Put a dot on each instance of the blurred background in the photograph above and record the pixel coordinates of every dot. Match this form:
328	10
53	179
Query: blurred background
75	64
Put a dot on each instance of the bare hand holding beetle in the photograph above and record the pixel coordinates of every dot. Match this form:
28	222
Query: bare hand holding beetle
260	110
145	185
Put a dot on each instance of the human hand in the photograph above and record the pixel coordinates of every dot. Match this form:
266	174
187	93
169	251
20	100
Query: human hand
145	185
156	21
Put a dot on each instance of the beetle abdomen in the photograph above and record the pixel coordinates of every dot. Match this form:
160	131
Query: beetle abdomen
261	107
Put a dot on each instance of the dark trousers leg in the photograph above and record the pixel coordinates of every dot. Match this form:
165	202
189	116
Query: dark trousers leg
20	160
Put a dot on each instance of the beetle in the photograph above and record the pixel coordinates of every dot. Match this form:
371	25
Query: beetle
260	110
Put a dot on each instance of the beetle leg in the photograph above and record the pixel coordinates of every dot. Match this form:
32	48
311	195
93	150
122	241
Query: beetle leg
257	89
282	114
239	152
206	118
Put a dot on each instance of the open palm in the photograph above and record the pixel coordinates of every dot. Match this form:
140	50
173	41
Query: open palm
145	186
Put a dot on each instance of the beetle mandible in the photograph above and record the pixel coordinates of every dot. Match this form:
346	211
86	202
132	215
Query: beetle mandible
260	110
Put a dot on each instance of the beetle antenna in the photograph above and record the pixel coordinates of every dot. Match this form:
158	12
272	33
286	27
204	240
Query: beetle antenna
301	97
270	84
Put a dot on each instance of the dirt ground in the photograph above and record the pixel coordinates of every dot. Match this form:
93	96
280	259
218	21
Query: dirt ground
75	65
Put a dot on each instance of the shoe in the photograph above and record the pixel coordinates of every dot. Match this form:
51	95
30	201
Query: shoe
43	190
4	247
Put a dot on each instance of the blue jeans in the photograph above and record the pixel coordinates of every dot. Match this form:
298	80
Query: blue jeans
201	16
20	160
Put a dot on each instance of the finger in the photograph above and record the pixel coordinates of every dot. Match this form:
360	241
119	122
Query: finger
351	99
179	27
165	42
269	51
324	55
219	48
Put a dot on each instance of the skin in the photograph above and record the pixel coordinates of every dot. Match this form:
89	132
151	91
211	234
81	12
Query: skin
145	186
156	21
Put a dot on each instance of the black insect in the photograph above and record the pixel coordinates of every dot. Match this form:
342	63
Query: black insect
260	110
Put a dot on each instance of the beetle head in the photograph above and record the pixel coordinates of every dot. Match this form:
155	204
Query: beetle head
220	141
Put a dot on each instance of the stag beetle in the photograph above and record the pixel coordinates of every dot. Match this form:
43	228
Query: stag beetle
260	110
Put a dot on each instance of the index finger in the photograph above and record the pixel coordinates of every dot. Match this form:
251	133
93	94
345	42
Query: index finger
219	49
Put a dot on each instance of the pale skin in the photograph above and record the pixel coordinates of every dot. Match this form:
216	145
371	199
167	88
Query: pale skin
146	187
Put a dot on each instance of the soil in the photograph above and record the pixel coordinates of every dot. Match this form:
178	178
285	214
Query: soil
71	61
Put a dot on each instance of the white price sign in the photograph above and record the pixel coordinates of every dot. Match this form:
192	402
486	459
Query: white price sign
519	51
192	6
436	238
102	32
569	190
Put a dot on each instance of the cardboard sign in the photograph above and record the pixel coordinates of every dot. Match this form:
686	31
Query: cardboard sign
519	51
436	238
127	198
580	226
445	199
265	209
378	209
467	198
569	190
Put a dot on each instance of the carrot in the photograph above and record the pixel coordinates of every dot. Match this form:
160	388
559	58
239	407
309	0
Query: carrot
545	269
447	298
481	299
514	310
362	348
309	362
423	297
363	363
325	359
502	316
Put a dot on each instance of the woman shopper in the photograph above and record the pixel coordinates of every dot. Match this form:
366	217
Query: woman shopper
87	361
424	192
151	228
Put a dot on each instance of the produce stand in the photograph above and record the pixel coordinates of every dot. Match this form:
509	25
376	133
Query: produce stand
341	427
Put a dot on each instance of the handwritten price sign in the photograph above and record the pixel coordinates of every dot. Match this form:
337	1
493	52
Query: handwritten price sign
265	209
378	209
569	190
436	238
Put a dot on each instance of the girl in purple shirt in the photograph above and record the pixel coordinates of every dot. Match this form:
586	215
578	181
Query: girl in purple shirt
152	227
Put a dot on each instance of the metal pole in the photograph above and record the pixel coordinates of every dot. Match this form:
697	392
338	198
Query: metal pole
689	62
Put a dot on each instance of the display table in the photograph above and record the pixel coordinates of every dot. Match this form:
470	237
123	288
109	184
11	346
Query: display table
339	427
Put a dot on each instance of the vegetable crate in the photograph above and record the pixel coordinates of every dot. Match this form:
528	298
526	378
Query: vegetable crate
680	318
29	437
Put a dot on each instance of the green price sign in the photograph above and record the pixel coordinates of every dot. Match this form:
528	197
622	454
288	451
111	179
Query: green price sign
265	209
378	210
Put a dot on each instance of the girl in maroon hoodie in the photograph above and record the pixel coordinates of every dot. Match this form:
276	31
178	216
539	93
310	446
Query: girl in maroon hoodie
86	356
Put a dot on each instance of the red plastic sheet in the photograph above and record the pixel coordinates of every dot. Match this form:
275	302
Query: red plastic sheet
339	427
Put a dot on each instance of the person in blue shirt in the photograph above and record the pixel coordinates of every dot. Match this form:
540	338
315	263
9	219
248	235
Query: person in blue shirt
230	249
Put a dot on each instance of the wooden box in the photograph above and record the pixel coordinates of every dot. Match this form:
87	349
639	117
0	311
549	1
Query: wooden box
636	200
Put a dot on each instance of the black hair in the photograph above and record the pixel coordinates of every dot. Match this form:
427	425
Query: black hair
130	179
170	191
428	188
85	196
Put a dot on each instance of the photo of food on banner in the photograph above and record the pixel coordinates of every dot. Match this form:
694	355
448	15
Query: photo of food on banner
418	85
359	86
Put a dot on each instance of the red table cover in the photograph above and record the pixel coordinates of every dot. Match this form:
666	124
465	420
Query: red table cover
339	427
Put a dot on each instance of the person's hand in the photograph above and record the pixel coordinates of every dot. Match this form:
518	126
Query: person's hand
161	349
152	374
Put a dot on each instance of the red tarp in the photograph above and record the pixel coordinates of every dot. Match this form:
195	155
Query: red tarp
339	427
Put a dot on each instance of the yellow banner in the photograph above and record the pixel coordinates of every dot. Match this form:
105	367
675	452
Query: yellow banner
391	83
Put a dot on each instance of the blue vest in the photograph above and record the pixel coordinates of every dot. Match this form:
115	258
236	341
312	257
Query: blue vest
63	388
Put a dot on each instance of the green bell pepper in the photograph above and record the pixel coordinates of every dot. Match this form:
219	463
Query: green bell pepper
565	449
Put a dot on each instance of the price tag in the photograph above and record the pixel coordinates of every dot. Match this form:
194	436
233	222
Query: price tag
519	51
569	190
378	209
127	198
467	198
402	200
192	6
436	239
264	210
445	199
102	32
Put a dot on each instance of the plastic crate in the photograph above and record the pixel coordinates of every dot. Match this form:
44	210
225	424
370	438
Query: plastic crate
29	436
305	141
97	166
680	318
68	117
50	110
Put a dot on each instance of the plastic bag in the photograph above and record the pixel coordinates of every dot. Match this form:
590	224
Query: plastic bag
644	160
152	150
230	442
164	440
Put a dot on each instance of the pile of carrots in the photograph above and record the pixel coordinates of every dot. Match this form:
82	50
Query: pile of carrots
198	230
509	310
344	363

···

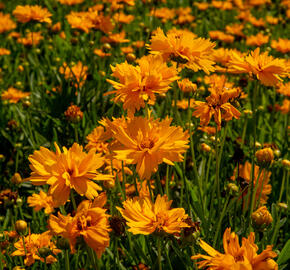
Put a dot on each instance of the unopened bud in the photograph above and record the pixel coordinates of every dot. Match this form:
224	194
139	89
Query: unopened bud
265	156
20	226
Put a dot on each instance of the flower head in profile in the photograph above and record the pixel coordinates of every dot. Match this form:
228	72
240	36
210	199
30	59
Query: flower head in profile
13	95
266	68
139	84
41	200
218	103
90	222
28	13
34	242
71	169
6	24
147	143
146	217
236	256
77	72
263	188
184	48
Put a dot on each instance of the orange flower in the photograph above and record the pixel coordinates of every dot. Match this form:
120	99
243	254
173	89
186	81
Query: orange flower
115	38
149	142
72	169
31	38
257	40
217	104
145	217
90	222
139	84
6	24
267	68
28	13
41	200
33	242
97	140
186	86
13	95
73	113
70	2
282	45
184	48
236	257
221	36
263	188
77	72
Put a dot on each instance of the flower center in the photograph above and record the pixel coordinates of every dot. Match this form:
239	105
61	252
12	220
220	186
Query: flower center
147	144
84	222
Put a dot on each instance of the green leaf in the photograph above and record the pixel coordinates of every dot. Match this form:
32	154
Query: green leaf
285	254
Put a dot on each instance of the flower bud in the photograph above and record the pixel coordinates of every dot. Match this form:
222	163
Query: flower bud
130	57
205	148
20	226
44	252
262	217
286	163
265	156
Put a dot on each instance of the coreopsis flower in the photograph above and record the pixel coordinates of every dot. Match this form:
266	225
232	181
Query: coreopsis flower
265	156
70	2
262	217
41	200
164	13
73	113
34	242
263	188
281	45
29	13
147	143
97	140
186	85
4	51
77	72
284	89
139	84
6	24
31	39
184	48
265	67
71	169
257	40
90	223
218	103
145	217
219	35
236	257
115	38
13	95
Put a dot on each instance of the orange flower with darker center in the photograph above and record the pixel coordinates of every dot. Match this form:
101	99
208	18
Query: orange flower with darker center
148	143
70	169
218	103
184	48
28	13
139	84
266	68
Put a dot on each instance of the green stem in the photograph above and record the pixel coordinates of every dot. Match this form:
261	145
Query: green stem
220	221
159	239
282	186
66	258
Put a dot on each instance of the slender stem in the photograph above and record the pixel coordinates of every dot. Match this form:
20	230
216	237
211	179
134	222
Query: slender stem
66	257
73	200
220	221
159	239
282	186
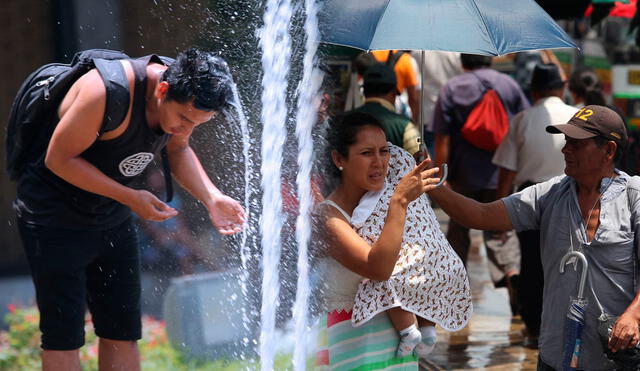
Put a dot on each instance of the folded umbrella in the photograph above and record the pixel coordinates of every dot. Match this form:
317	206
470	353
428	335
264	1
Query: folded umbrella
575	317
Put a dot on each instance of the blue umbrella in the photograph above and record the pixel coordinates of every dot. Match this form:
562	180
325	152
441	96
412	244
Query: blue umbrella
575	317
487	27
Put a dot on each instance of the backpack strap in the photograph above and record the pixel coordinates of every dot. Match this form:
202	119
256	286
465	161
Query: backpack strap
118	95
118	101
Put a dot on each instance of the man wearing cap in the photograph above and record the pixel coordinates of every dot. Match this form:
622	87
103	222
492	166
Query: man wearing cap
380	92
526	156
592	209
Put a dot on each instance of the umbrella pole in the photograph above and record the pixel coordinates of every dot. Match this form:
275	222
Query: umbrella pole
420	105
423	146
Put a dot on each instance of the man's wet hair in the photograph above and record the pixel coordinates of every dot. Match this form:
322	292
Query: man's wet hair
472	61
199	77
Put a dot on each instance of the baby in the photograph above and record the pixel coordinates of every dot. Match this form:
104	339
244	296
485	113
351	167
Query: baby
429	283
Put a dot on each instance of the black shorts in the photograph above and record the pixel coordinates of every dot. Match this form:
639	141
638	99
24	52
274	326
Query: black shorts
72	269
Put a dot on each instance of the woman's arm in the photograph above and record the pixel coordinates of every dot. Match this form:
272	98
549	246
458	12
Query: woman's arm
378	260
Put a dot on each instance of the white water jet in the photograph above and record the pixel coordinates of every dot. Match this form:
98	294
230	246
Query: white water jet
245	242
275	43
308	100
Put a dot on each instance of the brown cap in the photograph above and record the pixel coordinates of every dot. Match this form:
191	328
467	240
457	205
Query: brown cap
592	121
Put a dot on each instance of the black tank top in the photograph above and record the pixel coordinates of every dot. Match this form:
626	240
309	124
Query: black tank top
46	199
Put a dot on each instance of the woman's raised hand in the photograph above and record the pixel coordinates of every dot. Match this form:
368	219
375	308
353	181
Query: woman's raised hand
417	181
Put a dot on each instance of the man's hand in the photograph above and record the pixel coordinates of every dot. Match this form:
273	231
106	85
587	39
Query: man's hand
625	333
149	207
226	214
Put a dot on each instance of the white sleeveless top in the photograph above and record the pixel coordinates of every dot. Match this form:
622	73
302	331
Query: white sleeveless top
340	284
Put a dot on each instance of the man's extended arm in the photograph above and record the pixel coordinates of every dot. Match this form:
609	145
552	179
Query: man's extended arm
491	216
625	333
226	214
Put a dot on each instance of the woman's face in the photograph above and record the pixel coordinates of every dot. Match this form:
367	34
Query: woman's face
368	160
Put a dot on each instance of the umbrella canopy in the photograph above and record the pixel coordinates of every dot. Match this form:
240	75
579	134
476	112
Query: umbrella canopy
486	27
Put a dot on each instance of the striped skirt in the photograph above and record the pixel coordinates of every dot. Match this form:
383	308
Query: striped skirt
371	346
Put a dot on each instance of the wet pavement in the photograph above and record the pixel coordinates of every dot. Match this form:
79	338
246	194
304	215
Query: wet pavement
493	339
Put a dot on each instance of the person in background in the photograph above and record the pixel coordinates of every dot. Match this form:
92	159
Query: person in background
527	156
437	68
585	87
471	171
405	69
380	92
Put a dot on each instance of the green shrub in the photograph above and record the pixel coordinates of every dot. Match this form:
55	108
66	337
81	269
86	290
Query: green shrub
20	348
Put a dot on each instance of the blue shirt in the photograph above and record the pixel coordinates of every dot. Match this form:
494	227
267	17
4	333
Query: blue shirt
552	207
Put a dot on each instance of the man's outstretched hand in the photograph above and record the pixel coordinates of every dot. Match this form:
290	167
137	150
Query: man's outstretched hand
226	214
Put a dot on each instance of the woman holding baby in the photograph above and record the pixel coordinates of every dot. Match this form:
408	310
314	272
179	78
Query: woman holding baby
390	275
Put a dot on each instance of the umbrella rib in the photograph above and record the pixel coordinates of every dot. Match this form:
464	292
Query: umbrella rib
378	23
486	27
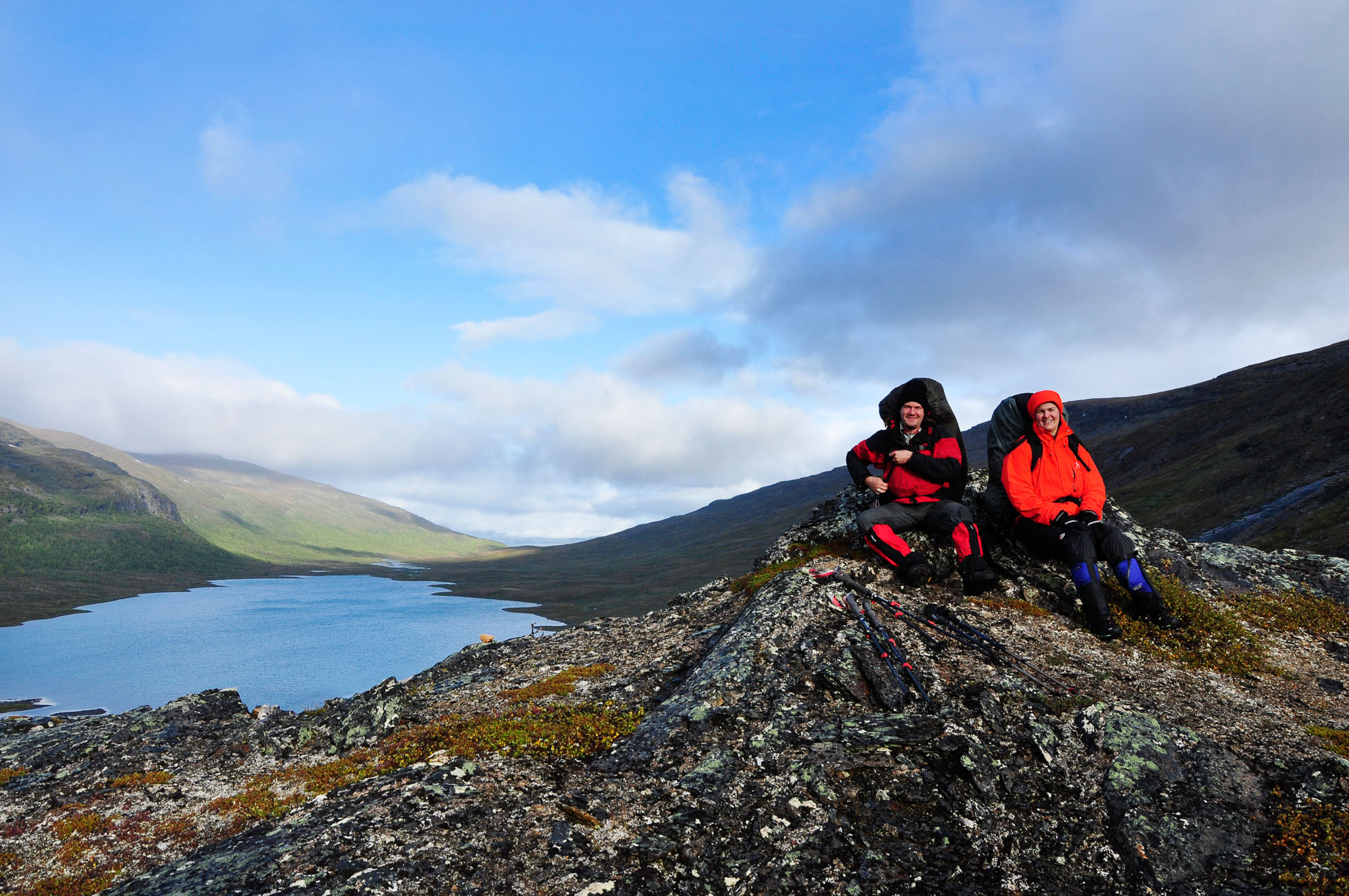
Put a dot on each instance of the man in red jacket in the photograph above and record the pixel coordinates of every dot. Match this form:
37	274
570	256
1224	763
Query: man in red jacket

···

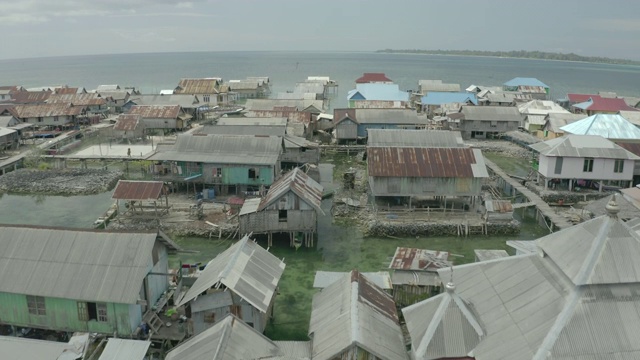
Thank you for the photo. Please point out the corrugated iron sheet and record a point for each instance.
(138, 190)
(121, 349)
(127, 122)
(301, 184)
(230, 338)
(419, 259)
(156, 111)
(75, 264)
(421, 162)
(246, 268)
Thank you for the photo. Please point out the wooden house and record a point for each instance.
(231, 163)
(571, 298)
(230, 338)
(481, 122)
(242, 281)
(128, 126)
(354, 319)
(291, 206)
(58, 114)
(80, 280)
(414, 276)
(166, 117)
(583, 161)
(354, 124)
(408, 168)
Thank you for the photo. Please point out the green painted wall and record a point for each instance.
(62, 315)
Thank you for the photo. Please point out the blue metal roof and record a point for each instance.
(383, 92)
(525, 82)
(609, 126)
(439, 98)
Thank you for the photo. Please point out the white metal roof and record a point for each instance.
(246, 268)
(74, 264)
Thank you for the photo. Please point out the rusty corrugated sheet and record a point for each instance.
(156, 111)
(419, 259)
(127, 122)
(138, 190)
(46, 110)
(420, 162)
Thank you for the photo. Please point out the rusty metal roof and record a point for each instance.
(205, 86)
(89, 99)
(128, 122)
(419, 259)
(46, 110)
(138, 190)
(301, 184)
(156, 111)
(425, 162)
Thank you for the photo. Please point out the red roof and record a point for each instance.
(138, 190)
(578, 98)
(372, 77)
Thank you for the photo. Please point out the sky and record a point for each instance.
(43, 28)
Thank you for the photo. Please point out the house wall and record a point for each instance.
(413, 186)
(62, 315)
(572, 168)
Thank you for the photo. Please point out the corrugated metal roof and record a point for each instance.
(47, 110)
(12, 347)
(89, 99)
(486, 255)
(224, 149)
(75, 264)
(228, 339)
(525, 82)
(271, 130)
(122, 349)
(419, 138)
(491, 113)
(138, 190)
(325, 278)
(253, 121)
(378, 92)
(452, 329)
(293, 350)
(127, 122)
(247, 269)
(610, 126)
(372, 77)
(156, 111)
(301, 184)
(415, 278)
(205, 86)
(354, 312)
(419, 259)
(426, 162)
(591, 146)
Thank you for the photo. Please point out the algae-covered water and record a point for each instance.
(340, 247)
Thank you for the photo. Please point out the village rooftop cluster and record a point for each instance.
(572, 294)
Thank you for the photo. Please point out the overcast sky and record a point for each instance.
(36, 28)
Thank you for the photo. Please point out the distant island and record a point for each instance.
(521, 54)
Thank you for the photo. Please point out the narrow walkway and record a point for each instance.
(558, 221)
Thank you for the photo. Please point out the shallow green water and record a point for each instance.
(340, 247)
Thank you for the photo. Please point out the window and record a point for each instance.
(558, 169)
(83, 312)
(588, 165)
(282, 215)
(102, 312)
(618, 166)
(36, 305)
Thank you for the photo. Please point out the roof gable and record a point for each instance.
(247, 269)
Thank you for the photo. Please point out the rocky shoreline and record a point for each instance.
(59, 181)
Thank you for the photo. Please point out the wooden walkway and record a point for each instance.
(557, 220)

···

◆ **Directions for this task**: List every line in the entries above that contains the word "profile".

◆ **Completed exercise**:
Put a dot on each instance of the flower head in profile in the photograph above and record the pixel coordinates of every dot. Match this form:
Query: flower head in profile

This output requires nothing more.